=== PASSAGE SHOWN ===
· · · · ·

Posts from March, 2011

DNI Drags Heels on GAO Access to Intelligence

The Director of National Intelligence has prepared a draft intelligence directive on access by the Government Accountability Office (GAO) to intelligence information, but it is “shockingly bad,” a congressional official said.

The GAO is an investigative arm of Congress that performs audits and reviews in support of congressional oversight and the legislative process.  But GAO access to intelligence information has often been frustrated by resistance from the executive branch, which has sought to strictly limit the conduct of intelligence oversight to the congressional intelligence committees.

In an attempt to clarify the role of the GAO in intelligence oversight, the 2010 intelligence authorization act directed the DNI to prepare a new intelligence community directive to govern GAO access to intelligence information.  The first draft of the new directive is said to reserve maximum discretion to the DNI, and to offer little practical assurance that GAO will get access to the information it needs.

So, for example, the definition of intelligence information that may be withheld from GAO extends broadly to law enforcement, military and intelligence information related to national security.  GAO access is to be denied whenever it concerns information regarding “intelligence budgets or funding, or personnel information that… may reveal intelligence strategy, capabilities, or operations.”

“In other words, GAO cannot look at anything that involves money or people,” the congressional official told Secrecy News.  “Combine that with the sweeping, open-ended definition of intelligence and large chunks of the federal government suddenly vanish from [GAO] oversight– DOD, FBI, DHS, State Department, etc.”

In fact, because the pending Directive would extend to the entire intelligence community, it could actually make things worse than they already are by undermining current GAO oversight of military intelligence agencies, which by all accounts has been fruitful and effective.

Intelligence officials appeared to be taken aback by the criticism of the draft directive, which has not yet been released.  They said the draft is still in preparation and that it is not intended to undermine GAO’s oversight function.

But the Obama Administration has strongly opposed an enhanced role for GAO oversight of intelligence.  The Obama White House even threatened to veto the 2010 intelligence authorization act over the issue.

Meanwhile, intelligence agencies are operating in an oversight vacuum without effective supervision of their spending practices.  Most of the agencies cannot and do not produce auditable financial statements, the Senate Intelligence Committee reported this month.

“The CIA has submitted its financial reports to an independent auditor but has received a disclaimer of opinion due to the inability of the auditor to gather certain relevant facts.  The NSA, DIA, and NGA are still not even prepared to submit their financial reports to independent audit,” the Senate Committee report (pdf) said.

PIDB on Discretionary Declassification, Other Topics

In its ongoing consideration of policy options for “transforming classification,” the Public Interest Declassification Board has produced three short new papers that are intended to prompt further discussion.

The new papers discuss Simplifying the Declassification Review Process for Historical Records, Discretionary Declassification and Release of Contemporary National Security Information, and Regularizing the Declassification Review of Classified Congressional Records.

· · · · ·

=== REQUIRED TASK 1 ===
Write out every line of the data collection records below word for word, leaving the pictures out.
The March 2011 posts and the records below are unrelated material.

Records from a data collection
· · · · ·

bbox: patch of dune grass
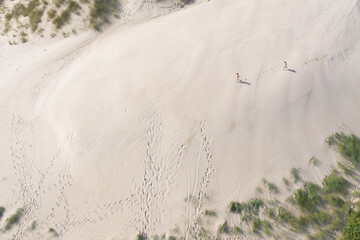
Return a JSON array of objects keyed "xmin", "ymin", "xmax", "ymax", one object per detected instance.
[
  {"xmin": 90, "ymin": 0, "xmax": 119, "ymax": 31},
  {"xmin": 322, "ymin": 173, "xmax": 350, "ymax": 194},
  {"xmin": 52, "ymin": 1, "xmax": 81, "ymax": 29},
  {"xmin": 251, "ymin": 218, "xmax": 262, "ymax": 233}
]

· · · · ·

=== REQUIRED TASK 2 ===
Answer these questions from the March 2011 posts, one per line:
(a) Which act directed the DNI to prepare a new directive on GAO access to intelligence information?
(b) Which agency received a disclaimer of opinion from an independent auditor?
(c) How many new papers did the Public Interest Declassification Board produce?

=== OUTPUT 1 ===
bbox: patch of dune grass
Return a JSON array of objects keyed "xmin", "ymin", "xmax", "ymax", one object per detected instance.
[
  {"xmin": 90, "ymin": 0, "xmax": 119, "ymax": 31},
  {"xmin": 322, "ymin": 173, "xmax": 350, "ymax": 194},
  {"xmin": 52, "ymin": 1, "xmax": 81, "ymax": 29},
  {"xmin": 251, "ymin": 218, "xmax": 262, "ymax": 233}
]

=== OUTPUT 2 ===
(a) The 2010 intelligence authorization act
(b) The CIA
(c) Three